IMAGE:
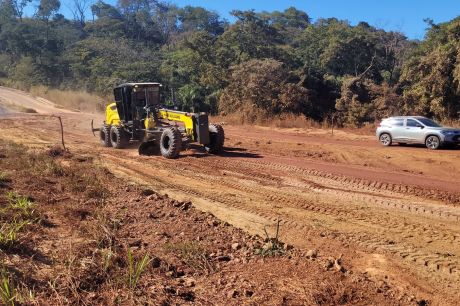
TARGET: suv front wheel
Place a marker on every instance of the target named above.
(385, 139)
(432, 142)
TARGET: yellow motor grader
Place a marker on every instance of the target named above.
(137, 116)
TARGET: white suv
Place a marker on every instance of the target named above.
(416, 129)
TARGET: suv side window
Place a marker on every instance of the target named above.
(412, 123)
(397, 122)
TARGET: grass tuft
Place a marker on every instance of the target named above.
(4, 179)
(191, 253)
(135, 269)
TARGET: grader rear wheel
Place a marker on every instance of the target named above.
(171, 143)
(217, 138)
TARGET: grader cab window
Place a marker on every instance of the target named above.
(147, 96)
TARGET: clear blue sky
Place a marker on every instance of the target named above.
(401, 15)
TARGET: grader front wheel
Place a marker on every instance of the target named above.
(118, 137)
(104, 135)
(171, 143)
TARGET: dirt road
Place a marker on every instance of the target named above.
(394, 213)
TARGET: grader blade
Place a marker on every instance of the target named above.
(149, 148)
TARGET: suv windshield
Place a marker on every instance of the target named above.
(428, 122)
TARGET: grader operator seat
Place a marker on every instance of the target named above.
(133, 100)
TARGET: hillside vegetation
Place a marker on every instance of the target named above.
(263, 64)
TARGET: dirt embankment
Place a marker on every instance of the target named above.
(82, 221)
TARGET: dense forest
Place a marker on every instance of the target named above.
(262, 64)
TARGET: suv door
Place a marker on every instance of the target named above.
(397, 129)
(414, 130)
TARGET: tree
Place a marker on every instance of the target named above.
(79, 8)
(47, 8)
(200, 19)
(263, 87)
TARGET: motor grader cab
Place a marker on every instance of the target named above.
(138, 116)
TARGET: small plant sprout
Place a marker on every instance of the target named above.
(273, 246)
(9, 232)
(7, 290)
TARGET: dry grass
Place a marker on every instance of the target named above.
(70, 99)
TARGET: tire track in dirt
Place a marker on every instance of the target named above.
(442, 265)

Work request: Each record should be printed again precisely, though not its pictures.

Exercise response:
IMAGE:
TARGET: suv front wheel
Place a marker on every instance of the target named above.
(385, 139)
(432, 142)
TARGET: yellow motor grader
Place a marker on every instance of the target named above.
(137, 116)
TARGET: white suv
Place a marker on every instance of the target named above.
(416, 129)
TARGET: suv side window
Place a marker on every instance of the target named above.
(412, 123)
(397, 122)
TARGET: grass tuft
Place a marker on every instance of the target named above.
(4, 179)
(191, 253)
(135, 269)
TARGET: grader rear wheel
Place a marker on every instance of the target named above.
(171, 143)
(217, 138)
TARGET: grader cab window
Place a marker on every instance of the target named above.
(147, 96)
TARGET: clear blue sky
Place a marker on every instance of the target named above.
(401, 15)
TARGET: grader front wheel
Place a marker on every instance of the target named above.
(118, 137)
(104, 135)
(171, 143)
TARGET: dirt road
Place a marker on every instance of the target named above.
(394, 213)
TARGET: grader blade
Place a marker on every instance of the target named above.
(149, 148)
TARGET: suv windshield
Place a marker on every instance of the target named above.
(428, 122)
TARGET: grader operator seat
Place a marker on every instance of the target named above.
(133, 100)
TARGET: hillside vegetation
Place a marker on every instance of the target named above.
(263, 64)
TARGET: dirt embankment
Place a marker on every instance of the target named above.
(82, 221)
TARGET: dense forest
Place a marker on every instance of the target named above.
(262, 64)
TARGET: suv door
Place a marker on every instance of the target named above.
(397, 129)
(414, 130)
TARGET: tree
Place a marker on every instance of the target named above.
(79, 8)
(47, 8)
(200, 19)
(263, 87)
TARGET: motor grader cab
Place a marker on every instance of the target named above.
(138, 116)
TARGET: small plant sprout
Place a marker on every instance of the target named above.
(273, 246)
(9, 232)
(7, 290)
TARGET: dry grass
Place a marker on every instance of the target named above.
(70, 99)
TARGET: tire track in dirt
Place a marker on every instance of the target named above.
(442, 265)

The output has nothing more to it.